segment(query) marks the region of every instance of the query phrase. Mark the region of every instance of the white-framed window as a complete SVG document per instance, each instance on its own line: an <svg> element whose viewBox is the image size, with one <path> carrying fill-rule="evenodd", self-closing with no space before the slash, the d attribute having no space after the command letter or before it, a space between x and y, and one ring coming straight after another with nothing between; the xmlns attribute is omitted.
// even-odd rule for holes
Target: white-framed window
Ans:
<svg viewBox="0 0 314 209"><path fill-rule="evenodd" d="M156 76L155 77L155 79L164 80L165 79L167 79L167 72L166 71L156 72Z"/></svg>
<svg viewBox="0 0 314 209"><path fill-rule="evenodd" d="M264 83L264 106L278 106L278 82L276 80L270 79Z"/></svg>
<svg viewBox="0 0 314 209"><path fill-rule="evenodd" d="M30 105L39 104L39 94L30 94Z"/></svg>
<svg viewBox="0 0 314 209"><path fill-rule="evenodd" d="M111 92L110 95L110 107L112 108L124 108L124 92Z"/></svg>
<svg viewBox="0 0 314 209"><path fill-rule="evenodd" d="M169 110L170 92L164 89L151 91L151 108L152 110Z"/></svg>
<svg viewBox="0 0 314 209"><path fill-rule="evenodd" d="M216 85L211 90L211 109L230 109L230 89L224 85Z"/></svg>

=====

Copy all of the lines above verbatim.

segment(query) marks the region of every instance of the query phrase. Mark the region of every instance of the white-framed window as a complete SVG document per instance, each instance on its own line: an <svg> element whose viewBox is the image size, with one <path> carrying fill-rule="evenodd", self-closing with no space before the slash, the d attribute having no space after the command letter or before it, a space between x and y, and one ring coming straight after another with nothing between; the xmlns attribute is omitted.
// even-odd rule for holes
Target: white-framed window
Ans:
<svg viewBox="0 0 314 209"><path fill-rule="evenodd" d="M156 76L155 77L155 79L164 80L165 79L167 79L167 72L166 71L156 72Z"/></svg>
<svg viewBox="0 0 314 209"><path fill-rule="evenodd" d="M264 83L264 106L278 106L278 82L276 80L270 79Z"/></svg>
<svg viewBox="0 0 314 209"><path fill-rule="evenodd" d="M30 105L39 104L39 94L30 94Z"/></svg>
<svg viewBox="0 0 314 209"><path fill-rule="evenodd" d="M111 92L110 95L110 107L112 108L124 108L124 92Z"/></svg>
<svg viewBox="0 0 314 209"><path fill-rule="evenodd" d="M169 110L170 92L164 89L151 91L151 108L152 110Z"/></svg>
<svg viewBox="0 0 314 209"><path fill-rule="evenodd" d="M216 85L211 90L211 109L230 109L230 89L224 85Z"/></svg>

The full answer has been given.